STUDY QUESTIONS ▸
A - Rewrite the paragraph of the health policy update that begins "The CMS bulletin outlines" as a short list, keeping its main facts.
B - Write the next part of the health policy update, picking up after its last sentence.

PASSAGE FOR REVIEW ▸
With respect to timing, Chairman Neal expressed his desire to come to a resolution on surprise billing by the end of the year, saying in the letter that committee staff will work over the two-week recess to develop legislative language that “addresses [their] initial goals for stakeholders to work together to find a solution that protects patients.” He added that the Committee expects to consider the proposal this month.

CMS Announces Wellness Program Opportunity for State Exchanges

Last Monday, the Centers for Medicare and Medicaid Services (CMS) announced a new opportunity for states to participate in a wellness pilot program for their individual health insurance markets. The demonstration program is intended to provide states and insurers with flexibility to develop health-contingent wellness programs. In a press release, CMS Administrator Seema Verma stated the program will allow states to innovate in their individual markets and “empower Americans to make the best healthcare decisions for themselves and their families.”

The CMS bulletin outlines the participation requirements, the evaluation criteria for the applications, and the potential for expansion of the demonstration project. According to the guidance there are two approaches states can use to implement health-contingent wellness programs. Under the first option, states may implement a state-designed wellness program (standard demonstration project) and would set the terms and rewards of the wellness program(s). Alternatively, a state may allow issuers to design wellness programs (issuer-based demonstration project). Under this approach, states would provide HHS the parameters the state will use to evaluate insurers’ health-contingent wellness programs. According to the CMS bulletin, HHS will begin accepting applications for wellness projects on September 30, 2019. HHS plans to publish a list of states with approved wellness programs, upon approval. HHS, in consultation with the Department of Labor and the Treasury, will evaluate the programs and the Departments may expand the wellness program if it is found to be effective.

(Records from a data collection)
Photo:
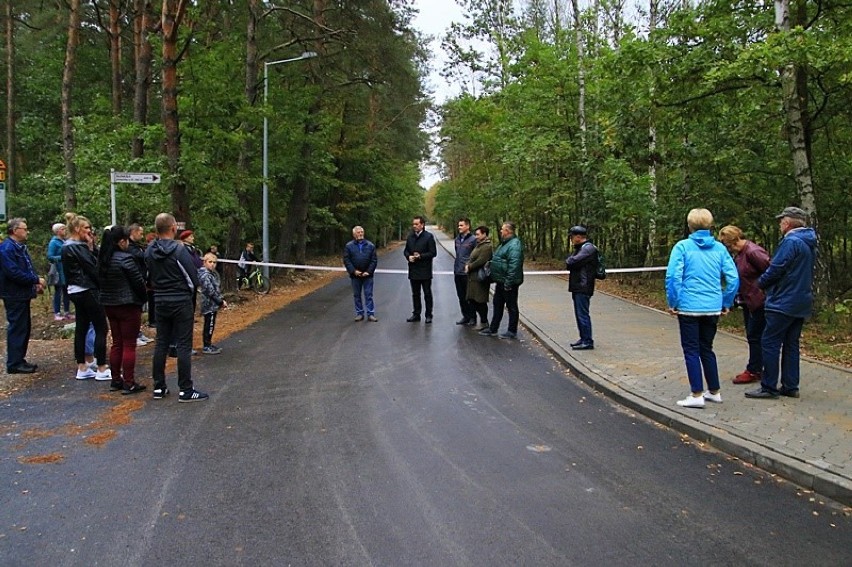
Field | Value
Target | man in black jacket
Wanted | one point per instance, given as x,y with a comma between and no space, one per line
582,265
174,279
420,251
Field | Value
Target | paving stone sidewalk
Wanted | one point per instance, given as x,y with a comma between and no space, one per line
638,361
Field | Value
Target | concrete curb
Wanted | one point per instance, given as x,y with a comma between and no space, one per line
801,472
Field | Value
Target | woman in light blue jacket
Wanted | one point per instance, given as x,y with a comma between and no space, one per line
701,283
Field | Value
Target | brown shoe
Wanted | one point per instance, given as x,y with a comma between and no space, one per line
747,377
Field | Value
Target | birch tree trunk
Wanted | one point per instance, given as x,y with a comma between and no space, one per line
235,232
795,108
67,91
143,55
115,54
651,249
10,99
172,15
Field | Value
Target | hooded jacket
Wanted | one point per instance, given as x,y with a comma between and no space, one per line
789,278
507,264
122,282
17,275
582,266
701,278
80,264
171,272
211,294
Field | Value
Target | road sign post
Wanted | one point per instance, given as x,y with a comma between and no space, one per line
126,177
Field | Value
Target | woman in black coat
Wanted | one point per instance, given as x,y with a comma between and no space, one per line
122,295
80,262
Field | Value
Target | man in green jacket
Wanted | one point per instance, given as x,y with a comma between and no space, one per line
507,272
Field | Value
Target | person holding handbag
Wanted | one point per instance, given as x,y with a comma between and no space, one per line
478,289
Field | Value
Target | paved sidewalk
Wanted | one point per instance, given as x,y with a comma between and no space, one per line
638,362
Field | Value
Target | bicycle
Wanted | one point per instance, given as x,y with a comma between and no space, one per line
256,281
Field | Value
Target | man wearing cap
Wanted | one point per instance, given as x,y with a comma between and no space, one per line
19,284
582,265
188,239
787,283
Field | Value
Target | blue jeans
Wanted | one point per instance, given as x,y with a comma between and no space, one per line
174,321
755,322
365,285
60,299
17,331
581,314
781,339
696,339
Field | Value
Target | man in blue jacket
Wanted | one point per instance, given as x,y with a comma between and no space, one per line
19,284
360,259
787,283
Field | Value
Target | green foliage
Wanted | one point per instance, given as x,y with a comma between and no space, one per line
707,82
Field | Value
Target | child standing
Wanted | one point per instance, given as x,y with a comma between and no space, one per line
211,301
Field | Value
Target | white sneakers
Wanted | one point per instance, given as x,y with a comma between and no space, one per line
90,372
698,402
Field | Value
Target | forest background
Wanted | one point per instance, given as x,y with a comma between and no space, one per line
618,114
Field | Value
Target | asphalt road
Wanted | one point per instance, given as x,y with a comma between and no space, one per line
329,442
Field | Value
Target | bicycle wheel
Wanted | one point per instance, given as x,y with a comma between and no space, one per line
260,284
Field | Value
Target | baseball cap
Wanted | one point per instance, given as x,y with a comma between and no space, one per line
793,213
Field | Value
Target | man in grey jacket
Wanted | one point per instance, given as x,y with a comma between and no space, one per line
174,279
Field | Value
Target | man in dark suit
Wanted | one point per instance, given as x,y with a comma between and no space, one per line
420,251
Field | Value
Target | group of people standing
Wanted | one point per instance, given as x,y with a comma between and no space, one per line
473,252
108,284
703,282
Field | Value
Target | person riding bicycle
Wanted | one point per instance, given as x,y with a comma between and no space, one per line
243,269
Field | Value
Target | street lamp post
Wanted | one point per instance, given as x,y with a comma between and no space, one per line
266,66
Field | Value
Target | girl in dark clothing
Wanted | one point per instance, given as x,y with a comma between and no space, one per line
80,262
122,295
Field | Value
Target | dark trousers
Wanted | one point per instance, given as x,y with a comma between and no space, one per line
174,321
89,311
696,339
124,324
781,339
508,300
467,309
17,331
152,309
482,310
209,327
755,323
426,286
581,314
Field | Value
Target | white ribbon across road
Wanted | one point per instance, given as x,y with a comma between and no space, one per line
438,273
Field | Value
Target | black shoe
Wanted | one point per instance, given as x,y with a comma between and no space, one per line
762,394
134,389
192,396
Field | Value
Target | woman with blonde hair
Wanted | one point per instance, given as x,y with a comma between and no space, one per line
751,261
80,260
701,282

...

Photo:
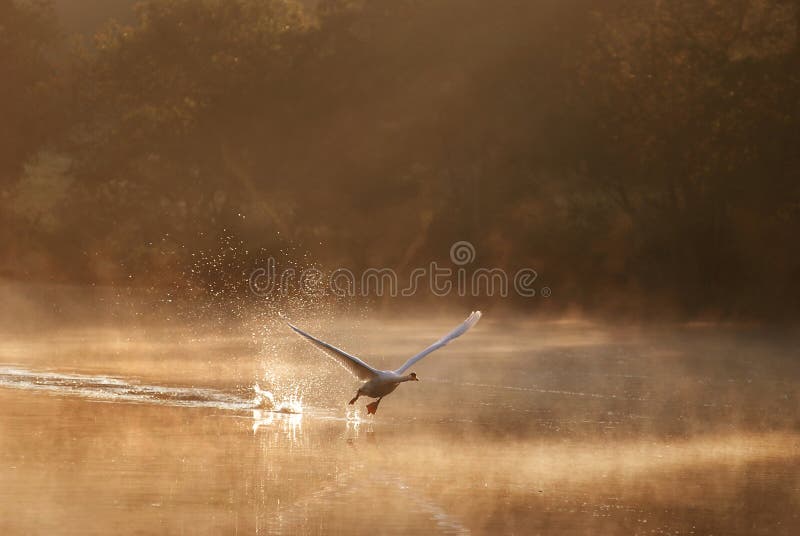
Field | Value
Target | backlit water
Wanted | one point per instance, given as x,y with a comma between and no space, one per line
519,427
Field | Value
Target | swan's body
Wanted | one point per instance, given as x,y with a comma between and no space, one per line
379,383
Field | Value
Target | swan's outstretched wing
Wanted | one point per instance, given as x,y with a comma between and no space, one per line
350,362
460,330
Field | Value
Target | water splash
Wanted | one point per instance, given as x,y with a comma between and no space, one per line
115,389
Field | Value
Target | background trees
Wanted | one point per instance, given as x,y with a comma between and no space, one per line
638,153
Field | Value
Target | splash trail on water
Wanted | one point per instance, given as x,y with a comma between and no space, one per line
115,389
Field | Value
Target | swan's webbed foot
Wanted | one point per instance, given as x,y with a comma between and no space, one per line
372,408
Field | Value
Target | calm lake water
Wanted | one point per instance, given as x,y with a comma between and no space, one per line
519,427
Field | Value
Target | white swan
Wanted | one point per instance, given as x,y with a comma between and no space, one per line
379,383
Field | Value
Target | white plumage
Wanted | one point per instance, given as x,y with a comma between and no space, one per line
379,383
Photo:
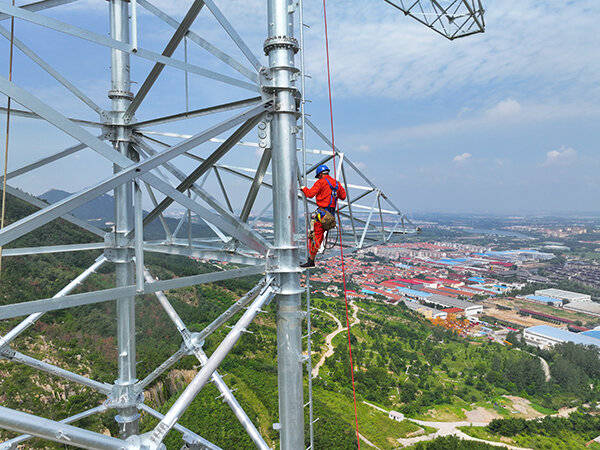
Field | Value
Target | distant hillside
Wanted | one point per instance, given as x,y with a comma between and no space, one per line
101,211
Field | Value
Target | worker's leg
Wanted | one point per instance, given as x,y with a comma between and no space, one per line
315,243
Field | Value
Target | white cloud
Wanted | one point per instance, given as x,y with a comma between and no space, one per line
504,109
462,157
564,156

* * *

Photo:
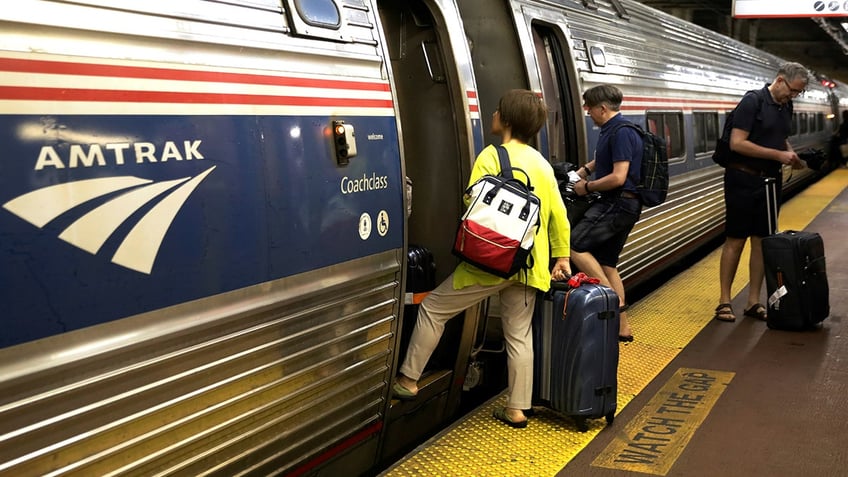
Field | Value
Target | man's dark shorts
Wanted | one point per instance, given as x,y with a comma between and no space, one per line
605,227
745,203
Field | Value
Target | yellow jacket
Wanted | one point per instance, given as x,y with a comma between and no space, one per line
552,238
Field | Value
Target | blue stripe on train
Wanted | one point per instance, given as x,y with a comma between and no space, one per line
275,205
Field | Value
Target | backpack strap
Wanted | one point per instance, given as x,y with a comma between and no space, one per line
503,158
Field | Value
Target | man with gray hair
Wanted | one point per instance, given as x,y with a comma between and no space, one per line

ANSWERS TO THIS EXERCISE ▸
A -
- The CMS bulletin covers participation requirements, evaluation criteria for applications, and possible expansion of the demonstration project.
- States can implement health-contingent wellness programs in one of two ways:
  - Standard demonstration project: the state designs the wellness program and sets its terms and rewards.
  - Issuer-based demonstration project: insurers design the programs, and the state gives HHS the parameters it will use to evaluate them.
- HHS will begin accepting applications on September 30, 2019.
- HHS plans to publish a list of states with approved wellness programs once they are approved.
- HHS will evaluate the programs in consultation with the Department of Labor and the Treasury, and the Departments may expand the program if it proves effective.

B -
While wellness programs have been greeted as an incentive structure for individuals to take ownership of their own health, researchers have questioned the benefits stemming from their implementation. For example, one recent study headed by a member of the Harvard Medical School faculty found that wellness programs had no impact on costs or outcomes for the population studied. Additionally, some experts on health insurance have commented that implementing wellness programs could be a back door to rate discrimination against individuals with comparatively poor health.

Trump to Nominate Dr. Stephen Hahn as FDA Commissioner

According to administration officials familiar with the selection process, President Trump is set to nominate Dr. Stephen Hahn to lead the Food and Drug Administration pending completion of the vetting process. Dr. Hahn is an oncologist and currently serves as the Chief Medical Executive at MD Anderson Cancer Center in Houston. The president interviewed Dr. Hahn for the position a month ago, and administration officials are reportedly in the process of completing the paperwork and final background checks. The administration is required by law to formally nominate an FDA Commissioner by November 1. The move to nominate Dr. Hahn goes against the recommendations of four former FDA Commissioners and various advocacy organizations to nominate Dr. Ned Sharpless, who has been serving as acting Commissioner since April when former Commissioner Scott Gottlieb departed the position.